-- EXERCISE --
Retype the entire listing below line for line, without any changes, and leave the pictures out.

-- RECORDS FOR THIS EXERCISE --
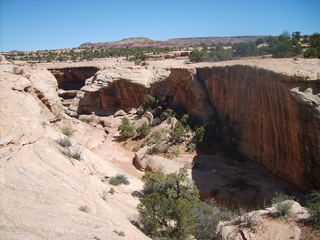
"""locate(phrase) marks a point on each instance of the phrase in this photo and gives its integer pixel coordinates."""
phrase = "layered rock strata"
(277, 118)
(276, 115)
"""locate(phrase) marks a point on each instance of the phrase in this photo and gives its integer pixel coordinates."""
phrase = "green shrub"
(75, 152)
(155, 137)
(166, 209)
(174, 153)
(167, 113)
(149, 103)
(191, 147)
(67, 130)
(158, 149)
(283, 203)
(85, 209)
(126, 129)
(281, 197)
(178, 131)
(119, 179)
(64, 142)
(120, 233)
(112, 191)
(136, 148)
(207, 219)
(314, 207)
(284, 208)
(144, 130)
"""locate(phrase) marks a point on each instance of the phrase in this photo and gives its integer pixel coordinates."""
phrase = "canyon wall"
(276, 115)
(73, 78)
(277, 118)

-- TASK SOLUTION --
"""locate(phrase) marks a point on each instance of the phrase in this photo and gives its integer pixel coordinates."""
phrase = "layered rock strata"
(277, 118)
(276, 115)
"""locate(phrase) marks a point on each instance of the phrase in this photo and gives its integer pixel coordinates."""
phrase = "green shrub"
(75, 152)
(155, 137)
(166, 209)
(174, 153)
(167, 113)
(149, 103)
(191, 147)
(67, 130)
(158, 149)
(283, 203)
(85, 209)
(126, 129)
(281, 197)
(178, 131)
(119, 179)
(64, 142)
(120, 233)
(112, 191)
(136, 148)
(207, 219)
(314, 207)
(284, 208)
(144, 130)
"""locate(phrase) marks a point on each instance of the phrase in this photo and gives its integer pixel coordinates."""
phrase = "canyon wall"
(276, 115)
(73, 78)
(277, 118)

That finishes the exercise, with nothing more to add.